** Exercise requirements **
Copy the following records word for word.

** Extracted material **
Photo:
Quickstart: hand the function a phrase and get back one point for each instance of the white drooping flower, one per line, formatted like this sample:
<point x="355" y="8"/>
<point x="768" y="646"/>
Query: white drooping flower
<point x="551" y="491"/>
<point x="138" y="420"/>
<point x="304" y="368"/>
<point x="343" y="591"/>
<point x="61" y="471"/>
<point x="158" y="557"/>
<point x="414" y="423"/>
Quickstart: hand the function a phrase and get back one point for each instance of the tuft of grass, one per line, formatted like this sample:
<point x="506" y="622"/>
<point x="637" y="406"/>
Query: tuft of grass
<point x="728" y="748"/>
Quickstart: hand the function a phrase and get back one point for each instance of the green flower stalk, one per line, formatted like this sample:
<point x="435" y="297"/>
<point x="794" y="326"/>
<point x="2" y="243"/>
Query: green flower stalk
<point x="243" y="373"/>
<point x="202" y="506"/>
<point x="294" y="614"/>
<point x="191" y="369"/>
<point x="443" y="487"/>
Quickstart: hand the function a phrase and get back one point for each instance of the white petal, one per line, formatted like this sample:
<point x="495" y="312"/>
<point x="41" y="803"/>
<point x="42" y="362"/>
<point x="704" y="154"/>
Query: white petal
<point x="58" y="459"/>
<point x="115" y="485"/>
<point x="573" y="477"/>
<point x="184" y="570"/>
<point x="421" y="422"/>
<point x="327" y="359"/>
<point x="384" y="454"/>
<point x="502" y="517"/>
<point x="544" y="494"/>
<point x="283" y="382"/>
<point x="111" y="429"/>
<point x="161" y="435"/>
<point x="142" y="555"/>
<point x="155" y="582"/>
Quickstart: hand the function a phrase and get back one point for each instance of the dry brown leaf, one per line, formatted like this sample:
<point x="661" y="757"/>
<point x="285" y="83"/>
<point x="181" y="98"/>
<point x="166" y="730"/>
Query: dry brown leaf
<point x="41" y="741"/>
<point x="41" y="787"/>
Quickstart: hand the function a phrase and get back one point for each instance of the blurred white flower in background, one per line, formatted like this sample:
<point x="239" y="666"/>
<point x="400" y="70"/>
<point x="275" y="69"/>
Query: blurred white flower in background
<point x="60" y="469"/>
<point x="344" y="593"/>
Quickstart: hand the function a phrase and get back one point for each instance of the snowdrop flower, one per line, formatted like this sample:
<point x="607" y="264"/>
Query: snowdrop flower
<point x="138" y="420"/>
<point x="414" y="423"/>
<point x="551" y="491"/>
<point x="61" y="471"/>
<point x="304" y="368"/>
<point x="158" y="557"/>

** Solution to the exercise **
Photo:
Quickstart: hand the function a phrase and get back one point for each instance of the white drooping flower, one per line, formatted like this sample:
<point x="355" y="8"/>
<point x="768" y="646"/>
Query: white drooping flower
<point x="551" y="491"/>
<point x="138" y="420"/>
<point x="304" y="368"/>
<point x="343" y="591"/>
<point x="61" y="471"/>
<point x="158" y="557"/>
<point x="414" y="423"/>
Quickstart: hand the function a phrase and get back one point for each instance of the tuft of grass, one per line, formatted like this sample:
<point x="506" y="622"/>
<point x="637" y="406"/>
Query: tuft of grass
<point x="728" y="748"/>
Quickstart: hand the function a phrase and get back one point for each instance of the green flower stalk, one per line, formatted like this sample:
<point x="435" y="297"/>
<point x="794" y="326"/>
<point x="2" y="243"/>
Query: green flower stalk
<point x="243" y="373"/>
<point x="202" y="506"/>
<point x="294" y="614"/>
<point x="191" y="369"/>
<point x="443" y="487"/>
Quickstart: hand the function a phrase and get back one point for each instance of the white petal, one per line, formatted like this sample:
<point x="495" y="312"/>
<point x="41" y="803"/>
<point x="42" y="362"/>
<point x="704" y="154"/>
Query: white petal
<point x="58" y="459"/>
<point x="115" y="485"/>
<point x="573" y="477"/>
<point x="184" y="570"/>
<point x="421" y="422"/>
<point x="327" y="359"/>
<point x="384" y="454"/>
<point x="502" y="517"/>
<point x="544" y="494"/>
<point x="283" y="382"/>
<point x="111" y="429"/>
<point x="161" y="435"/>
<point x="142" y="555"/>
<point x="155" y="582"/>
Quickstart: hand the function a phrase and get back one point for each instance of the dry brown leaf, one per line, formatted like this sample:
<point x="661" y="757"/>
<point x="285" y="83"/>
<point x="181" y="98"/>
<point x="166" y="730"/>
Query: dry brown leaf
<point x="41" y="741"/>
<point x="41" y="787"/>
Quickstart: hand the function a phrase and get back one point for each instance of the blurred white flower in background, one per line, formatted like this sample:
<point x="239" y="666"/>
<point x="400" y="70"/>
<point x="275" y="69"/>
Query: blurred white flower in background
<point x="60" y="469"/>
<point x="344" y="593"/>
Quickstart: hand the function a phrase and get back one point for each instance of the snowdrop flower, one per line, formatted like this sample:
<point x="607" y="264"/>
Query: snowdrop flower
<point x="138" y="420"/>
<point x="414" y="423"/>
<point x="551" y="491"/>
<point x="61" y="471"/>
<point x="304" y="368"/>
<point x="158" y="557"/>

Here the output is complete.